抽出本文:
見出し画像

『ダンガンロンパ霧切』北山猛邦 著(星海社)

毎月更新 / BLACK HOLE:新作小説レビュー 2020年6月


 一冊の本が人生を変えてくれる
 そんなことがほんとうにあるのかどうか。きっとあるのだろう。私の先輩にはたった一本の同人短編でその後の人生が決定したひとがいる。私だってミステリ小説との出会いがなければまた違った人生を歩んでいたかもしれない。
 では、逆にこういうのはどうだろう。
 人生が変わる瞬間を書いた小説
『ダンガンロンパ霧切』は、霧切響子というひとりの人間の「人生が変わる瞬間」を描いた作品だ。
 全7巻のこの物語は、常にその「瞬間」に向けて進んでいく。いってみれば時限爆弾のような小説だ。霧切響子がどんな生い立ちを持ち、いかにしてその人生を変えることになったのか。著者の北山猛邦は徹底して計算された筆致により、その心理を描いていく。
 霧切響子北山猛邦。この奇妙な二人組とわたしが出会ったのはほぼ同時期──つまり七年前のことだった。

作業指示:
#1 書評のうち、「毎月更新 / BLACK」から「変わる瞬間」を描いた作品だ。」に至るまでのすべてを一字一句違えずに書き写してください。
#2 書評に基づき、次の問いに答えてください。
(a) 『ダンガンロンパ霧切』は全何巻の物語ですか。
(b) 『ダンガンロンパ霧切』の出版社はどこですか。
(c) 筆者の先輩は、何によってその後の人生が決定したとされていますか。

データ行:
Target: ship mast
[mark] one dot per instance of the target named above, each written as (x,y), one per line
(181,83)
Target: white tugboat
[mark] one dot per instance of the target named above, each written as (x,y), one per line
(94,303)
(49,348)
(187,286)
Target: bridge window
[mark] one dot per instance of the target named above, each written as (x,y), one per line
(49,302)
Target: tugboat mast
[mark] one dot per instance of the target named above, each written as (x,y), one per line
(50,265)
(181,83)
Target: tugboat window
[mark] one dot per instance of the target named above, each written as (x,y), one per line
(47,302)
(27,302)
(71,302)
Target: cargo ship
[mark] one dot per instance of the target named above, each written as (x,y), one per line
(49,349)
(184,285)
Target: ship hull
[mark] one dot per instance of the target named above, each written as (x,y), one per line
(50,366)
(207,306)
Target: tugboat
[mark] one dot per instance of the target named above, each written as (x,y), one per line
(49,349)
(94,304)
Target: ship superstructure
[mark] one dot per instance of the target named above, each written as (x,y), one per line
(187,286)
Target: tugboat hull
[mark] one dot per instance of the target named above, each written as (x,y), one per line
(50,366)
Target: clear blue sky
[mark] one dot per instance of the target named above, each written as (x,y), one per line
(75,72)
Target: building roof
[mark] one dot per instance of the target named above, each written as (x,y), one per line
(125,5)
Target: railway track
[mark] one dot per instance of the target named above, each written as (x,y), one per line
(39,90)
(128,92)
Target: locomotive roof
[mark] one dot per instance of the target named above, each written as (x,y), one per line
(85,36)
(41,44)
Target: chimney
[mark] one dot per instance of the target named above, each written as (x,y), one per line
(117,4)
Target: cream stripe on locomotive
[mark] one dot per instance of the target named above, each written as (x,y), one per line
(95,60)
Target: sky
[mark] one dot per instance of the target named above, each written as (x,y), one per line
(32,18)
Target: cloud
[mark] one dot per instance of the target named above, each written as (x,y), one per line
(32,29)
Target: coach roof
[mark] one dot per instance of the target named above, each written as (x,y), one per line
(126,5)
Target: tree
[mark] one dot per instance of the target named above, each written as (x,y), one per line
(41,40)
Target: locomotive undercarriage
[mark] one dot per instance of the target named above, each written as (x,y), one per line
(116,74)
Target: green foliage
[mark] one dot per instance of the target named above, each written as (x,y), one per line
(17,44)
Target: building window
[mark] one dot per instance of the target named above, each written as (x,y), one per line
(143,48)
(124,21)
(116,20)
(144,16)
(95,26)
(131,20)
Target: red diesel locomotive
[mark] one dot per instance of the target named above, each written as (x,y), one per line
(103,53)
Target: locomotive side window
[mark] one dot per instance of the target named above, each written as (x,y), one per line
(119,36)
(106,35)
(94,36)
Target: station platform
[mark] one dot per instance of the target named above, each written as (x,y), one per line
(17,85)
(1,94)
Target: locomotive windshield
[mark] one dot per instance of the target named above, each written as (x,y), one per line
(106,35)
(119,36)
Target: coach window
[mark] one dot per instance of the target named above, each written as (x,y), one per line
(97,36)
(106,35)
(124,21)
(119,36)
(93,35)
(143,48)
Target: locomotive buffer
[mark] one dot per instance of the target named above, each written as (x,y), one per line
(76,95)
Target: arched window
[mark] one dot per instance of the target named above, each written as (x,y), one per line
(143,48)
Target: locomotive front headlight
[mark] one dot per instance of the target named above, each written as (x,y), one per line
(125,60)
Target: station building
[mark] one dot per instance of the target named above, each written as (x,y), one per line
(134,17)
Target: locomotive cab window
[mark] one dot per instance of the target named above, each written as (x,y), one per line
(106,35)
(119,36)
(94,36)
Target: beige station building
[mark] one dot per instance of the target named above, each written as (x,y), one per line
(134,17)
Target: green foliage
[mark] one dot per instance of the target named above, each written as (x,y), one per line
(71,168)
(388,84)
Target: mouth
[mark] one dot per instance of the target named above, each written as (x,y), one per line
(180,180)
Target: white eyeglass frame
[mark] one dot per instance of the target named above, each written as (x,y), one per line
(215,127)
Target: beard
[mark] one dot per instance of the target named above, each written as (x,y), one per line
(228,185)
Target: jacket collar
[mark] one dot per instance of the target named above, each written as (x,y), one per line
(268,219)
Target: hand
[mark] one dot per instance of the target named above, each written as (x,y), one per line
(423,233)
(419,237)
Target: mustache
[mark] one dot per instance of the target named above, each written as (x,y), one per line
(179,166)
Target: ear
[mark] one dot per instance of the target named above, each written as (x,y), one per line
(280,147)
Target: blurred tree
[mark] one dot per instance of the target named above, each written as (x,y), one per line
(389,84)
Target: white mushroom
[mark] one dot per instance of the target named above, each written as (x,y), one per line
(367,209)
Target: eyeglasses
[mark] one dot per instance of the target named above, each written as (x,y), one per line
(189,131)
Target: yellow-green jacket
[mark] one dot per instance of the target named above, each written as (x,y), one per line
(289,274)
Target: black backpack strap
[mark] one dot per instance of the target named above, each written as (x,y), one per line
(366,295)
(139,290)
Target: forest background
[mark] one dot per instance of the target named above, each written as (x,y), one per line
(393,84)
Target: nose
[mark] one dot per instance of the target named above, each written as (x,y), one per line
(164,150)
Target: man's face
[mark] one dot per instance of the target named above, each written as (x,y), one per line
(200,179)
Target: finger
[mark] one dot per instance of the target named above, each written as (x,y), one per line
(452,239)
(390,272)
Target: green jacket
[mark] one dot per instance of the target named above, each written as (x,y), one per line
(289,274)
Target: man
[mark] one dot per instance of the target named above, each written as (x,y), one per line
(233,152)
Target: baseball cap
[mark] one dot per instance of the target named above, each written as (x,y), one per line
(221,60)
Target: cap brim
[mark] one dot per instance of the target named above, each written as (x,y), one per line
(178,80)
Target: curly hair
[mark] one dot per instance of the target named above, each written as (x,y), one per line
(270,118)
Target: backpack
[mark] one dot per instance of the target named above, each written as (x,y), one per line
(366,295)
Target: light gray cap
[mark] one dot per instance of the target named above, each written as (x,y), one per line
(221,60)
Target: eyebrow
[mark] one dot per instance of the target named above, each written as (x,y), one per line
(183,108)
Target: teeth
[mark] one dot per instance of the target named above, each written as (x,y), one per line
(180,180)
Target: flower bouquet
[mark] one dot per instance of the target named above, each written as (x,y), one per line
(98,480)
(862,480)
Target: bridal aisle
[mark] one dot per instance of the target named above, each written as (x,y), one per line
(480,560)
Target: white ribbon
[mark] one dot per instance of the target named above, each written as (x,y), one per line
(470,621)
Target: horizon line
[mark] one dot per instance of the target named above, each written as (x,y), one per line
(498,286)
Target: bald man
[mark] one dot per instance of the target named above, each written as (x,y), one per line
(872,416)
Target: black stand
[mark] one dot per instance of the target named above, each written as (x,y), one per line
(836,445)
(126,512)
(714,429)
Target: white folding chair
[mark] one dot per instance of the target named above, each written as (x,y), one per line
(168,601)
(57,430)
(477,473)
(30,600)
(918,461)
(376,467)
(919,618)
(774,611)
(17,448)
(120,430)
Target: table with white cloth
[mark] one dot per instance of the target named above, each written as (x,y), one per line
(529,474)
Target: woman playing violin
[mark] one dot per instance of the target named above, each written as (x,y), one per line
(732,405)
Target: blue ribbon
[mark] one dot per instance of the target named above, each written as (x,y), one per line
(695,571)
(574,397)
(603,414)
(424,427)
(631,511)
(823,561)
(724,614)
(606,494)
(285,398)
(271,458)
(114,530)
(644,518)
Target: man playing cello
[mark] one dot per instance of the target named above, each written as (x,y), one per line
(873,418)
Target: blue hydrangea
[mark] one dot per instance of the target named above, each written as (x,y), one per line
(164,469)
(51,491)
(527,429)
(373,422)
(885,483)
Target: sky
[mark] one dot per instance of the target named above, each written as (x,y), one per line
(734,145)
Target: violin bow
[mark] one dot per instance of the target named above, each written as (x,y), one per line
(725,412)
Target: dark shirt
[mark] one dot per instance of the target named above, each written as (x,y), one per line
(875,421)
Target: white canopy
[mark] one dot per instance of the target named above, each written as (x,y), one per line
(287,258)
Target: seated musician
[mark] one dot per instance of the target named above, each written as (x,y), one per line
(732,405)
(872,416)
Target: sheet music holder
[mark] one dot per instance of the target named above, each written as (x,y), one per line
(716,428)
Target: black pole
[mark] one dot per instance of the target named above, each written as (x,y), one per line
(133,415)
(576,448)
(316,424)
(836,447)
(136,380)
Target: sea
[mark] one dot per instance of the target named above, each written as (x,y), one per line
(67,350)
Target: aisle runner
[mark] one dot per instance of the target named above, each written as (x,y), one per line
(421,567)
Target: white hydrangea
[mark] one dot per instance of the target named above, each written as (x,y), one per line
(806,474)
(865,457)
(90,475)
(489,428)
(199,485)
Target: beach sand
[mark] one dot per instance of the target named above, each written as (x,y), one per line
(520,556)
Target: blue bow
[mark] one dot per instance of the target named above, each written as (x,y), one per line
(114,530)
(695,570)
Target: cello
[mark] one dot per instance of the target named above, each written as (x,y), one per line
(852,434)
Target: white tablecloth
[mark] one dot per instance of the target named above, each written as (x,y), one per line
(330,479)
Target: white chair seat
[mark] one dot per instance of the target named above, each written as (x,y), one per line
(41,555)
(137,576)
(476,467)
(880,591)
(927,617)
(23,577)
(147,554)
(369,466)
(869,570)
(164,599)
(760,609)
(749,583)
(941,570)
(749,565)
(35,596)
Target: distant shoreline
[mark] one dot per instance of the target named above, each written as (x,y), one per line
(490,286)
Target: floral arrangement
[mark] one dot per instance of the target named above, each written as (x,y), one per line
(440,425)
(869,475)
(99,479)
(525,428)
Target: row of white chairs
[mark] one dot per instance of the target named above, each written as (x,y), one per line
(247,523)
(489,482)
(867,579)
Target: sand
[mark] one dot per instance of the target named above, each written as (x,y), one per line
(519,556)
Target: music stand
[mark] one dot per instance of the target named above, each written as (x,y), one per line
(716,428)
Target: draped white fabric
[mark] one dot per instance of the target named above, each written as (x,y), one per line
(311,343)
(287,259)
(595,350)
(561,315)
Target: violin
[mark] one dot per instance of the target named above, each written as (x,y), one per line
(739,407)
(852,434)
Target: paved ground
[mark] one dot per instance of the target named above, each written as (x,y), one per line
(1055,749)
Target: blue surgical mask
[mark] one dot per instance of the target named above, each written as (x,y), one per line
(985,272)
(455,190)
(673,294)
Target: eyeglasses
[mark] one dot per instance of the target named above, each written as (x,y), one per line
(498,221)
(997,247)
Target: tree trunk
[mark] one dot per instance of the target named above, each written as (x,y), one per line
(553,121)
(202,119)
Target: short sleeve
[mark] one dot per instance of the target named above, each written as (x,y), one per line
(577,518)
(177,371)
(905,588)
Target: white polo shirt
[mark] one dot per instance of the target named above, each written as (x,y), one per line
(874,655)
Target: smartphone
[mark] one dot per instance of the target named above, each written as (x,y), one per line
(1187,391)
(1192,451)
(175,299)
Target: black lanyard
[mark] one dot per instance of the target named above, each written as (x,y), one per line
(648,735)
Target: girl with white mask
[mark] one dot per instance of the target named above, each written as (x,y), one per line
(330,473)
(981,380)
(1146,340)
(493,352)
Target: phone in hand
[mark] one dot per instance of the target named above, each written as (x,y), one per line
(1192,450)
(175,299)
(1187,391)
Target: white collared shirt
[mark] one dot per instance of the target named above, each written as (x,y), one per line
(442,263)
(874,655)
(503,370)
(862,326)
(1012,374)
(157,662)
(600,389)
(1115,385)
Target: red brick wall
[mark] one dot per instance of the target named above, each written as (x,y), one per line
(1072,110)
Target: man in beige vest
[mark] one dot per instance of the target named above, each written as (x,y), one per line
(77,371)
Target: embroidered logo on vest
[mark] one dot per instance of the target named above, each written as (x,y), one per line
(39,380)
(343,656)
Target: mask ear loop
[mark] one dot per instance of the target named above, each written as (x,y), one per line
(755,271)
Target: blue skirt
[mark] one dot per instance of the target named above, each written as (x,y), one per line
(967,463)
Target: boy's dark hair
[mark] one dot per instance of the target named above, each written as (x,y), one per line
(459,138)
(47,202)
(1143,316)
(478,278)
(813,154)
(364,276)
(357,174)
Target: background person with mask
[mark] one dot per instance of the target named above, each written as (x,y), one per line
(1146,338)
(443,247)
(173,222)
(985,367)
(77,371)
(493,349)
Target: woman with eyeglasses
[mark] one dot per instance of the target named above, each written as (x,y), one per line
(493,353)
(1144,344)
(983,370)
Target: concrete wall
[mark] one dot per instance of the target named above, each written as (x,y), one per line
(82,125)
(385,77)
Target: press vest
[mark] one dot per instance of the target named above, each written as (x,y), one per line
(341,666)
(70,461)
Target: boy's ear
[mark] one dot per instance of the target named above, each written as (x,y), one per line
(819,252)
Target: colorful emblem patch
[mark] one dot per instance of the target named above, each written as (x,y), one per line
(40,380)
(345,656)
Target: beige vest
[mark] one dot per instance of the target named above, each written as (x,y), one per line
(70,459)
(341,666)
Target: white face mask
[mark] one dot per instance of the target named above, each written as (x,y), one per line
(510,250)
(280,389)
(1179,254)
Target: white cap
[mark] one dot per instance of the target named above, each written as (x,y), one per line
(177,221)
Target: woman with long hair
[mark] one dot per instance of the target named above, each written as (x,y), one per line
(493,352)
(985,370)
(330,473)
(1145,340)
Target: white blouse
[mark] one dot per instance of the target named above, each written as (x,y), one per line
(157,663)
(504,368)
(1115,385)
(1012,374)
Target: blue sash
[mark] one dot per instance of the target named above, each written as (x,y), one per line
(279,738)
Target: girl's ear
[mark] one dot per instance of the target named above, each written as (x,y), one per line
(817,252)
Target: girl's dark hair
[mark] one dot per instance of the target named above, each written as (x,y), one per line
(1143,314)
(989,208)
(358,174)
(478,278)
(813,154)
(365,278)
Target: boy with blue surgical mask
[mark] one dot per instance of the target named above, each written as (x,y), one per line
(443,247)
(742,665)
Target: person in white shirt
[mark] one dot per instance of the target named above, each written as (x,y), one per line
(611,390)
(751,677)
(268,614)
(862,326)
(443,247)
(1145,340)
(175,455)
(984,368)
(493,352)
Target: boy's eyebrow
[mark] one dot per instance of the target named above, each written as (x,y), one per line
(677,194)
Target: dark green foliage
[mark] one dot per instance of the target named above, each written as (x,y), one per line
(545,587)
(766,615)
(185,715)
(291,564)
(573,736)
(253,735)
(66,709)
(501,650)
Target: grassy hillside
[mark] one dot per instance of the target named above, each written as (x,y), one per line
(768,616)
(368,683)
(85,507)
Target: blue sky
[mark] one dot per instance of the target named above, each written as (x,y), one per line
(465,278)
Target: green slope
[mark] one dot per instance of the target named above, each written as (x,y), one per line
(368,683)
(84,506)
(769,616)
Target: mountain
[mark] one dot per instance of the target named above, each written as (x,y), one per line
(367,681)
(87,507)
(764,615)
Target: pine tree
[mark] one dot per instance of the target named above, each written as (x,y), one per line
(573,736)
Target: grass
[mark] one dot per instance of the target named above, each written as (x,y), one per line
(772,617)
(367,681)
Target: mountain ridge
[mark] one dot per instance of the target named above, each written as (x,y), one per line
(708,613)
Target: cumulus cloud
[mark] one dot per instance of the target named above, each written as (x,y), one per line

作業結果:
#1
毎月更新 / BLACK HOLE:新作小説レビュー 2020年6月


 一冊の本が人生を変えてくれる
 そんなことがほんとうにあるのかどうか。きっとあるのだろう。私の先輩にはたった一本の同人短編でその後の人生が決定したひとがいる。私だってミステリ小説との出会いがなければまた違った人生を歩んでいたかもしれない。
 では、逆にこういうのはどうだろう。
 人生が変わる瞬間を書いた小説
『ダンガンロンパ霧切』は、霧切響子というひとりの人間の「人生が変わる瞬間」を描いた作品だ。

#2
(a) 全7巻
(b) 星海社
(c) たった一本の同人短編